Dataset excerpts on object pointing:
===

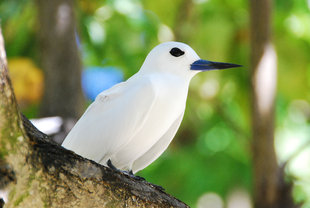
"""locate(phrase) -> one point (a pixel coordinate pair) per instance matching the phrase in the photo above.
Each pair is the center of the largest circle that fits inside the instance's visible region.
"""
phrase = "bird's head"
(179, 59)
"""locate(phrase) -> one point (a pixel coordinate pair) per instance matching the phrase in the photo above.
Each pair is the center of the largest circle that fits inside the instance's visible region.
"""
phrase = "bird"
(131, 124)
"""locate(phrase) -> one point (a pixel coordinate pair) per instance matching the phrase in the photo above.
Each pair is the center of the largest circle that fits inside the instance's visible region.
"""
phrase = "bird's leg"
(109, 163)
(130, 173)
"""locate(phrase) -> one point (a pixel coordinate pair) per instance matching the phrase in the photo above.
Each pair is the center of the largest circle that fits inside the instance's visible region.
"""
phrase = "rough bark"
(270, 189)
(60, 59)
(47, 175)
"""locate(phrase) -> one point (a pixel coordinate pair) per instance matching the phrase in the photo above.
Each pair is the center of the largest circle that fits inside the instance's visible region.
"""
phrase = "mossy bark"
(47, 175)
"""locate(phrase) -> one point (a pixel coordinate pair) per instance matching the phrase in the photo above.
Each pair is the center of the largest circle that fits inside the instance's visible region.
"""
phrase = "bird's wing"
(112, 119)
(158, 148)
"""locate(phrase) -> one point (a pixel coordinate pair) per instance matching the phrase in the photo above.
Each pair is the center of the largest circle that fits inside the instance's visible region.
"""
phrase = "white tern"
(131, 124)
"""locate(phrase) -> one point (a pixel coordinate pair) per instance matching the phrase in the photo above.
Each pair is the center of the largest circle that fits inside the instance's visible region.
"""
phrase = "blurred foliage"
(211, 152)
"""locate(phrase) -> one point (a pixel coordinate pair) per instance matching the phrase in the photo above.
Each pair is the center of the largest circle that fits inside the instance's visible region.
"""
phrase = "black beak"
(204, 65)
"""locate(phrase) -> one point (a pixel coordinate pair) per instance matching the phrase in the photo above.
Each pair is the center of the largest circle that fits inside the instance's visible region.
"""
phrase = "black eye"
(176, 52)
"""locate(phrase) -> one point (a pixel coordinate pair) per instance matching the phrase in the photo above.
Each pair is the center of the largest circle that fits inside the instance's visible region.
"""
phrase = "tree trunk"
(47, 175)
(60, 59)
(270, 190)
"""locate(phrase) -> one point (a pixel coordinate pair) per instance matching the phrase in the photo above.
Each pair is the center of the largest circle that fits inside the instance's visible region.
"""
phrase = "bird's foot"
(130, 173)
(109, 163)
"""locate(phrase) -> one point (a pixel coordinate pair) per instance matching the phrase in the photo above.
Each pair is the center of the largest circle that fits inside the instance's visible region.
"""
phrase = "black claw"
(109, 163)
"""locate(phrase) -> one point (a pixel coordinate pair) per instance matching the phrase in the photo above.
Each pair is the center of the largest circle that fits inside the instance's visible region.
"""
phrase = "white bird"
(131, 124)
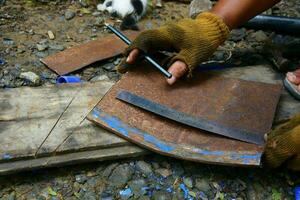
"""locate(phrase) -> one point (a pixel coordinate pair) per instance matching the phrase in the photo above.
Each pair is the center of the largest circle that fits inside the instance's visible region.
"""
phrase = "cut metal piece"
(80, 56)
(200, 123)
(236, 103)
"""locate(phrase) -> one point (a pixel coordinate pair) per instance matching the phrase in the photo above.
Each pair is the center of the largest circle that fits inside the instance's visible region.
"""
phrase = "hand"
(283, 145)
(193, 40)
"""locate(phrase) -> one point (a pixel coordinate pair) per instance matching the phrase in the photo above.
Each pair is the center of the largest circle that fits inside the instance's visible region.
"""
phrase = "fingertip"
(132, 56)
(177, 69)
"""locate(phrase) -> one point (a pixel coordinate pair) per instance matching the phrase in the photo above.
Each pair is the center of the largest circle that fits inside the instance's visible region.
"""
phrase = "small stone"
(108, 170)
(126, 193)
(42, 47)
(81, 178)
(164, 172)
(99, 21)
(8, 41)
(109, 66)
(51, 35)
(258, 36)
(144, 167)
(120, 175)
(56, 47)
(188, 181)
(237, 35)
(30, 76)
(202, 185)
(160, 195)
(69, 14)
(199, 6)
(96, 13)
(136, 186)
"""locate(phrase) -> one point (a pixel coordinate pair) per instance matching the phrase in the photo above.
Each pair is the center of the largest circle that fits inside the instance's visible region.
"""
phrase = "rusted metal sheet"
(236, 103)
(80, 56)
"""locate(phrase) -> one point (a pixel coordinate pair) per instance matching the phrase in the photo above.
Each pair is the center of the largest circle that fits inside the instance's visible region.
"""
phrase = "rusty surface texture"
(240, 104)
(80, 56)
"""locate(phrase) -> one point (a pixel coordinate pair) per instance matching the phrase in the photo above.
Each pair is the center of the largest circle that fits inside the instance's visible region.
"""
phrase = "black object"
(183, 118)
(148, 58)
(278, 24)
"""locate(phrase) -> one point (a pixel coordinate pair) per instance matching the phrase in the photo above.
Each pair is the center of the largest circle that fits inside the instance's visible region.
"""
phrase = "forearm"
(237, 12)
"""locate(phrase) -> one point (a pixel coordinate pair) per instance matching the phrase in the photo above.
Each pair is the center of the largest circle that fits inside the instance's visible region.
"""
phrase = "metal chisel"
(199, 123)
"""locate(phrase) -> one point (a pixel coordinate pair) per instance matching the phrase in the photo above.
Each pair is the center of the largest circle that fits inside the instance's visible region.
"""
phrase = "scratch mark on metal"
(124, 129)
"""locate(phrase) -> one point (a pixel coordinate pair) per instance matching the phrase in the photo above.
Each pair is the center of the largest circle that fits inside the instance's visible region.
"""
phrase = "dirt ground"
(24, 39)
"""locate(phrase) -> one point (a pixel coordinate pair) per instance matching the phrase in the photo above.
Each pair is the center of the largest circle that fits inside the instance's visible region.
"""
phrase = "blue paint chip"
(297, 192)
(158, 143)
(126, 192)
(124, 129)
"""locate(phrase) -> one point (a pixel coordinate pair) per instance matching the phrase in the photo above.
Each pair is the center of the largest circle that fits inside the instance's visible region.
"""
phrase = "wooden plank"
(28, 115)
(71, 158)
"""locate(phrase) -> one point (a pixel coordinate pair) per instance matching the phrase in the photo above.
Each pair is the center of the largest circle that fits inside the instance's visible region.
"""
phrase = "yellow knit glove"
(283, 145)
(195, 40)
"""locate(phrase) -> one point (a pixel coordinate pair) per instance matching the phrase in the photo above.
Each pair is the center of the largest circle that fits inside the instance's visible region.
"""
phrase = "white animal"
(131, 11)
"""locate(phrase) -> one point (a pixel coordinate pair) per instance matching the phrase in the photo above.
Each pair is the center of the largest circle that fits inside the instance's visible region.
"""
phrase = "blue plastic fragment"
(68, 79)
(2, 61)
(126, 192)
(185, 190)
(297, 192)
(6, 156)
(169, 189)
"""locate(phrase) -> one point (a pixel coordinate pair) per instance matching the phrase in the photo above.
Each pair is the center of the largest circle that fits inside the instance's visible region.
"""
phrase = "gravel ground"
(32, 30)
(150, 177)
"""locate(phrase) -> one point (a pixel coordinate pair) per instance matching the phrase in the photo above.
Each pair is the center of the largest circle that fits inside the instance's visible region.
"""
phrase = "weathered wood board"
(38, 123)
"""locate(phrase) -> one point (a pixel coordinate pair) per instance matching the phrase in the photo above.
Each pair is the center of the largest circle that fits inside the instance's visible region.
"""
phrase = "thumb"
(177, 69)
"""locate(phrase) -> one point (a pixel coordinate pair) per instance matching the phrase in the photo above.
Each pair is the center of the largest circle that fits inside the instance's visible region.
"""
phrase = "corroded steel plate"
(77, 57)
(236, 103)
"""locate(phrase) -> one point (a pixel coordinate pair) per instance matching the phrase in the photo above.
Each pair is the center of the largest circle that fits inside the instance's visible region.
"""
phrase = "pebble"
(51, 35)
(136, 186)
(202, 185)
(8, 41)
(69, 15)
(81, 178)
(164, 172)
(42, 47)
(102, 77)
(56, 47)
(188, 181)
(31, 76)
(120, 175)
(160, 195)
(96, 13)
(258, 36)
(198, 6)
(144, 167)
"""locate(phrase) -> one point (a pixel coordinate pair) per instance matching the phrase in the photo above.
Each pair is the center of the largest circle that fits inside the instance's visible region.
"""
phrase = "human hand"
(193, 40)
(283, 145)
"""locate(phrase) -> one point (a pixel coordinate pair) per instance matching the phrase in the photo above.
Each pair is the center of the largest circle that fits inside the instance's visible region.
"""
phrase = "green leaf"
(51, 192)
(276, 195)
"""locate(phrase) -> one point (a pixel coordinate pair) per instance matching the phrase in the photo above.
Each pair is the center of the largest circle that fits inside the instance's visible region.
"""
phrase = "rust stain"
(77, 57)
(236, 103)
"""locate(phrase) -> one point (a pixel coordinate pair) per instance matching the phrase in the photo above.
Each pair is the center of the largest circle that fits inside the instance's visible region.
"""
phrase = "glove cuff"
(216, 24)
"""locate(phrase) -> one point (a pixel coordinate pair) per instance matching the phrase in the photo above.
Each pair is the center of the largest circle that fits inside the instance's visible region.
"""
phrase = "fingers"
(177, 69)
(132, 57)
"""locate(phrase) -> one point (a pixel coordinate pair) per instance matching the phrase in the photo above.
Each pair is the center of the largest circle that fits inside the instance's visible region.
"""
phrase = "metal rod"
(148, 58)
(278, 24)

===

• [Stated task] Extract every line of the items above that contains the string "bark". Matching is case-sensitive.

• [Exercise solution]
phrase = "rough bark"
phrase = "mossy bark"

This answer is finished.